Input rows
################

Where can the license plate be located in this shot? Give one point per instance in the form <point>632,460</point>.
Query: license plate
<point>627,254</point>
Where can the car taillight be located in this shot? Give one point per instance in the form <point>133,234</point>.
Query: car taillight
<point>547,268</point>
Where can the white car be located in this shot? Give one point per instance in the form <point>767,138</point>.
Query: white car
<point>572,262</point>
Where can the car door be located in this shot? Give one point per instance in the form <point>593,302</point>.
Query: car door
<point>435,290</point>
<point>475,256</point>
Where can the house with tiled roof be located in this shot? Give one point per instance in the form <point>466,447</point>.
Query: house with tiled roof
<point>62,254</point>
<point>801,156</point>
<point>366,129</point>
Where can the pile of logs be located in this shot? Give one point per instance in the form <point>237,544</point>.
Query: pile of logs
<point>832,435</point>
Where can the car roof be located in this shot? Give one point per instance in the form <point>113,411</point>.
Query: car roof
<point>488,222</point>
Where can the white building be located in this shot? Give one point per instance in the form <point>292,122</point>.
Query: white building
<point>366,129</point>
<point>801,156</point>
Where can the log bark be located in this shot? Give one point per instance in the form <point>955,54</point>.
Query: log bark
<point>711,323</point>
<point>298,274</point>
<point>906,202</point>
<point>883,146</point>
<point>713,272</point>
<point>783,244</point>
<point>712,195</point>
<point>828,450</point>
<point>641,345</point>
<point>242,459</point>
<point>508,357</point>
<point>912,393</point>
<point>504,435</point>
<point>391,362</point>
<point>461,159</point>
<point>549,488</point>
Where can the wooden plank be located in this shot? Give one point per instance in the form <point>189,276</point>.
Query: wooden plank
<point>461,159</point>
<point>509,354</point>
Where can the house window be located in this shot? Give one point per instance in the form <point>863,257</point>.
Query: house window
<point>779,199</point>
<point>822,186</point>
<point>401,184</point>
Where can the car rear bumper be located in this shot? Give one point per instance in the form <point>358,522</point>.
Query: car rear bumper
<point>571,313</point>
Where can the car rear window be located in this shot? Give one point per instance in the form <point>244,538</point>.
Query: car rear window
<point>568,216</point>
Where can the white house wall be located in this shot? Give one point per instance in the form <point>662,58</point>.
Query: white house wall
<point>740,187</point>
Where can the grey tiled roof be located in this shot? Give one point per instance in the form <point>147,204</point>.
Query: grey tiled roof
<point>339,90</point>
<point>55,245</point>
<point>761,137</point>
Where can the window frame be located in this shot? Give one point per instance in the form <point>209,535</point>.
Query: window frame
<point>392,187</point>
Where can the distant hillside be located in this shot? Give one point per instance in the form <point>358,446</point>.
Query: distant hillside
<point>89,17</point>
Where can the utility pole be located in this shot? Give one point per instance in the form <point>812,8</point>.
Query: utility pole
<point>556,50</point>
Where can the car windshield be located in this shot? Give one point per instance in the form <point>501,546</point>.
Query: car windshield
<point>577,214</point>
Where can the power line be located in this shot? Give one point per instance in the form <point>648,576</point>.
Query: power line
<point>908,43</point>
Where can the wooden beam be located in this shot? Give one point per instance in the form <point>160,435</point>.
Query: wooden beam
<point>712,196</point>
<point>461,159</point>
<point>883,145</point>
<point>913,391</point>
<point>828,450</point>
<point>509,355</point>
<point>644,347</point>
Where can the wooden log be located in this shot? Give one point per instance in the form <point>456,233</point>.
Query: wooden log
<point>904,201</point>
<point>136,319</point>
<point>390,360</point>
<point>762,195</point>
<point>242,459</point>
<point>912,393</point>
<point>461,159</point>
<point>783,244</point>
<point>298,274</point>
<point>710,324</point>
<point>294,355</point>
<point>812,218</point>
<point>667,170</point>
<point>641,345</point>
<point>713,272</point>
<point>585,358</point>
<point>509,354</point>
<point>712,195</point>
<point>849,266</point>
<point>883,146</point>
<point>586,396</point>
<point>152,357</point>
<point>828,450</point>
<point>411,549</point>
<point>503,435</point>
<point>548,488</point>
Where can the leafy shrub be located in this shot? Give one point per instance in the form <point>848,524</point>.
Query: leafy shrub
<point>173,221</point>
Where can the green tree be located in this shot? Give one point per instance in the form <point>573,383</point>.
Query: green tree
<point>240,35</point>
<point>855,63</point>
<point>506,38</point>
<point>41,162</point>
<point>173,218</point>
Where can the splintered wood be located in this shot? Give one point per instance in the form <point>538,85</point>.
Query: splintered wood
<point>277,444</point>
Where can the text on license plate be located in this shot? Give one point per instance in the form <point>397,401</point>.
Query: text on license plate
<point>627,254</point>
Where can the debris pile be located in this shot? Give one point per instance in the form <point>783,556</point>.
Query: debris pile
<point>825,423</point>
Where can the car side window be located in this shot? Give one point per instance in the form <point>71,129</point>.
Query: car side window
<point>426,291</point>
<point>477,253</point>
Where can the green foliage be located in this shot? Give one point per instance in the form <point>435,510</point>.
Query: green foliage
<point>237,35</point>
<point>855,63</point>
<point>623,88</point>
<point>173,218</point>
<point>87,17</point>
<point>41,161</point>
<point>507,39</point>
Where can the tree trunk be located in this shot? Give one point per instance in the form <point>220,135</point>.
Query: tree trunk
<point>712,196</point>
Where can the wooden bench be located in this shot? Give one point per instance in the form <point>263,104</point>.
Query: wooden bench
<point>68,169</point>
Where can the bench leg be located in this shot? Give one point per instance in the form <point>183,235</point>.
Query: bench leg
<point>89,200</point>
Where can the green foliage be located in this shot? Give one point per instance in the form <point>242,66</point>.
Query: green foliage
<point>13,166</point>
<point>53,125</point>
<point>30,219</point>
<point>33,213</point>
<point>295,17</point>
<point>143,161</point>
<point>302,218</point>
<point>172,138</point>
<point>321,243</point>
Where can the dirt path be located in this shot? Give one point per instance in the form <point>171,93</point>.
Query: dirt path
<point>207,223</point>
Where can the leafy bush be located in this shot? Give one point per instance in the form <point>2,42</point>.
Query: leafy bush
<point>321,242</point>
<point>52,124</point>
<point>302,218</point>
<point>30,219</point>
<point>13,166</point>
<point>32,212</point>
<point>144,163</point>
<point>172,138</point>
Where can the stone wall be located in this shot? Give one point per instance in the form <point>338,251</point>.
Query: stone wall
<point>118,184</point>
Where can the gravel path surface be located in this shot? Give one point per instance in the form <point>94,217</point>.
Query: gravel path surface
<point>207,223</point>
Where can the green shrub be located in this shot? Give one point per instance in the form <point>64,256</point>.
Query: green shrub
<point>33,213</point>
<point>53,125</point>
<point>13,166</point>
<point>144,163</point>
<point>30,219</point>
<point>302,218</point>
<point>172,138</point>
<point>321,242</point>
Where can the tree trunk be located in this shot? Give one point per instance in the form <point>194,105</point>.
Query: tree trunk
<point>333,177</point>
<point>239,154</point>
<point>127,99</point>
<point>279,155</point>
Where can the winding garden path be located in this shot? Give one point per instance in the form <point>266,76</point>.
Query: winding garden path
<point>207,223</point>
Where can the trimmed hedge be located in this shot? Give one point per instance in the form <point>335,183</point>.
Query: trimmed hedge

################

Stated exercise
Give the lines above as a numbered list, starting at the beginning of the records and ending with the line that contains "<point>572,262</point>". Leave out any blank lines.

Result
1. Where can the license plate be located in this shot? Give one point per instance in the form <point>632,460</point>.
2. Query: license plate
3. <point>627,254</point>
4. Where can the car taillight be located in this shot? Give one point per instance in the form <point>133,234</point>.
5. Query: car taillight
6. <point>547,268</point>
7. Where can the white car be located in this shot? Give one point per instance in the form <point>767,138</point>.
8. Query: white car
9. <point>572,262</point>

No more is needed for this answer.